··· Material shown ···
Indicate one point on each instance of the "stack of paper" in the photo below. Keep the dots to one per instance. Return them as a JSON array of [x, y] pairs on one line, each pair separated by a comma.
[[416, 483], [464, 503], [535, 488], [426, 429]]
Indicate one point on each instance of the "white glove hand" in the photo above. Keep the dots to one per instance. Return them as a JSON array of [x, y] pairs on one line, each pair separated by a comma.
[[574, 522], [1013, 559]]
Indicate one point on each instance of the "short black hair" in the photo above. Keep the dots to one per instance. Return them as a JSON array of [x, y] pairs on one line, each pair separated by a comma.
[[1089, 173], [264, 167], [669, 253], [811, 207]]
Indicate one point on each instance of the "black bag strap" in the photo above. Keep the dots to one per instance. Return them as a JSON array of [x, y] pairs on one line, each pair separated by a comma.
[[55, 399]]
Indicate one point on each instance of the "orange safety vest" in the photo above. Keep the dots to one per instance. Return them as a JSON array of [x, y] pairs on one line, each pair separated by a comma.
···
### What the exercise asks
None of the records may be skipped; each is to be repeated exactly.

### Output of the task
Indicate one point on each instance of the "stack of paper" in the photo below. Keep the dots to one per instance. Return them as a JSON array of [x, y] pairs on one line, each pair separated by a comma.
[[416, 483], [464, 503], [535, 488], [426, 429]]
Indicate one point on each instance of the "white glove hand" in the photo above. Keep the dots to one per instance. Return them as a JSON array of [x, y] pairs on one line, each pair separated by a comma.
[[574, 522], [1013, 559]]
Indicate one point on each instance of the "short black hair" in the photo above. Keep the dots to one per instance. Return them as a JSON array of [x, y] pairs on one line, each pair separated by a comma.
[[1089, 173], [264, 167], [669, 253], [811, 207]]
Indicate one point on each instance of the "black bag strap" in the photo above. Keep the dots to one per instance. Return them as a JSON array of [x, y] pairs on one line, each pair separated by a comma.
[[55, 399]]
Indicate one point on each instance of the "orange safety vest" in the photo above. Keep the dots to one per instance. Return them as a JSON array of [x, y] pairs on one line, each pair separated by a comma.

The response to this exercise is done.